Write out the entries below exactly as they stand. Skip every image.

** Dataset records follows **

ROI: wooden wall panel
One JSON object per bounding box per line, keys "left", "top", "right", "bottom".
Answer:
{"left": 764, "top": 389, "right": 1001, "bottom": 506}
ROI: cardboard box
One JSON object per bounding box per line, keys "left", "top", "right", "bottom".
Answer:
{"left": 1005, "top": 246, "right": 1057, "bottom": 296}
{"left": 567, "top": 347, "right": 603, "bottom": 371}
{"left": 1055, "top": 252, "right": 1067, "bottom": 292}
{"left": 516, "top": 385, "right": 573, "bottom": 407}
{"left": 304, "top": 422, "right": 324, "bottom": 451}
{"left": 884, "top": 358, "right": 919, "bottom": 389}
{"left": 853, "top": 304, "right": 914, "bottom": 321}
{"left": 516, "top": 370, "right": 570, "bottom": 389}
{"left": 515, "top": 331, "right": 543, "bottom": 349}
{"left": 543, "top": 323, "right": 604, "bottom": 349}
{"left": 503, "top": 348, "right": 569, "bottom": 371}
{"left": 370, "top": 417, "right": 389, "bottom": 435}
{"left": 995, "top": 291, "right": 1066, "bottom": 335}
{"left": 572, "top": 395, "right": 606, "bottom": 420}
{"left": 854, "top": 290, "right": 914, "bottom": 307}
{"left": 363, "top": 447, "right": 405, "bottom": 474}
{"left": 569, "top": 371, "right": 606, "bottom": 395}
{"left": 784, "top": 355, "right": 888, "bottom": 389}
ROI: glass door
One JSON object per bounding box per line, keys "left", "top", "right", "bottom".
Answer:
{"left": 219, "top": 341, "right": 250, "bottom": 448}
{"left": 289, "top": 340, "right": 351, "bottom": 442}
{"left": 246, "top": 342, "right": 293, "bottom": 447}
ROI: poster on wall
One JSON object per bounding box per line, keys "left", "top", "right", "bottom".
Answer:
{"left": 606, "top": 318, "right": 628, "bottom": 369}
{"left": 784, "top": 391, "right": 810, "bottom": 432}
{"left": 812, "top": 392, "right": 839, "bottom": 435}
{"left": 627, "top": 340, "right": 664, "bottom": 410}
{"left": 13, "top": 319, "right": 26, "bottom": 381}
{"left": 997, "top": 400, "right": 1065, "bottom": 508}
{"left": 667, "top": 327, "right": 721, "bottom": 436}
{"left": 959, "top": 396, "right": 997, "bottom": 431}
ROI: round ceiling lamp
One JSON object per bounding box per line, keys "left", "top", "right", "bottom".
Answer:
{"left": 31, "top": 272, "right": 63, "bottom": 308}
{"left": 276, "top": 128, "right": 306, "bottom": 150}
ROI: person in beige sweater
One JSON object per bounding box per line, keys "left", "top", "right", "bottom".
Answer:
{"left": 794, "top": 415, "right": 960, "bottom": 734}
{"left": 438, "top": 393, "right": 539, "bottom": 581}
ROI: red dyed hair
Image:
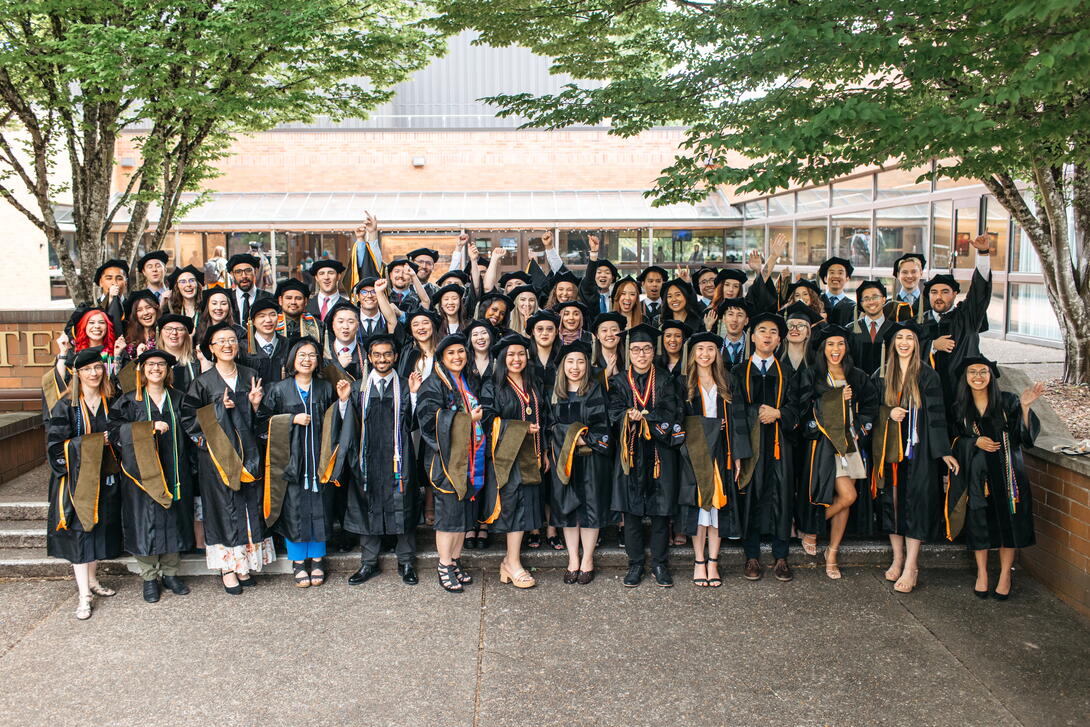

** End of Dataset records **

The completed task »
ROI: wooden wall panel
One JSON object per bounding box per line, keys "left", "top", "right", "bottom".
Answer:
{"left": 764, "top": 389, "right": 1001, "bottom": 506}
ROI: cardboard box
One JSON object per bounding box per line, keys "left", "top", "right", "bottom".
Answer:
{"left": 1005, "top": 246, "right": 1057, "bottom": 296}
{"left": 567, "top": 347, "right": 603, "bottom": 371}
{"left": 1055, "top": 252, "right": 1067, "bottom": 292}
{"left": 516, "top": 385, "right": 573, "bottom": 407}
{"left": 304, "top": 422, "right": 324, "bottom": 451}
{"left": 884, "top": 358, "right": 919, "bottom": 389}
{"left": 853, "top": 304, "right": 914, "bottom": 321}
{"left": 516, "top": 370, "right": 570, "bottom": 389}
{"left": 515, "top": 331, "right": 543, "bottom": 349}
{"left": 543, "top": 323, "right": 604, "bottom": 349}
{"left": 503, "top": 348, "right": 569, "bottom": 371}
{"left": 370, "top": 417, "right": 389, "bottom": 435}
{"left": 995, "top": 291, "right": 1066, "bottom": 335}
{"left": 572, "top": 395, "right": 606, "bottom": 420}
{"left": 854, "top": 290, "right": 914, "bottom": 307}
{"left": 363, "top": 447, "right": 405, "bottom": 474}
{"left": 569, "top": 371, "right": 606, "bottom": 395}
{"left": 784, "top": 355, "right": 888, "bottom": 389}
ROI: glass door
One JSON object per bounding box per line, keys "left", "top", "right", "bottom".
Answer:
{"left": 219, "top": 341, "right": 250, "bottom": 448}
{"left": 289, "top": 340, "right": 351, "bottom": 442}
{"left": 246, "top": 342, "right": 293, "bottom": 447}
ROI: poster on wall
One JSON object per bounding box per line, keys "left", "top", "right", "bottom".
Answer:
{"left": 606, "top": 318, "right": 628, "bottom": 369}
{"left": 784, "top": 391, "right": 810, "bottom": 432}
{"left": 812, "top": 392, "right": 839, "bottom": 435}
{"left": 627, "top": 340, "right": 664, "bottom": 410}
{"left": 13, "top": 319, "right": 26, "bottom": 381}
{"left": 997, "top": 400, "right": 1065, "bottom": 508}
{"left": 667, "top": 327, "right": 721, "bottom": 436}
{"left": 959, "top": 396, "right": 997, "bottom": 431}
ROI: round ceiling lamp
One JSON object per bounding box per line, keys "left", "top", "right", "bottom".
Answer:
{"left": 31, "top": 272, "right": 63, "bottom": 308}
{"left": 276, "top": 128, "right": 306, "bottom": 150}
ROI: person in beige sweater
One JSON object per bounding box per line, keys "left", "top", "right", "bottom".
Answer:
{"left": 794, "top": 415, "right": 960, "bottom": 734}
{"left": 438, "top": 393, "right": 539, "bottom": 581}
ROI: red dyed hair
Image:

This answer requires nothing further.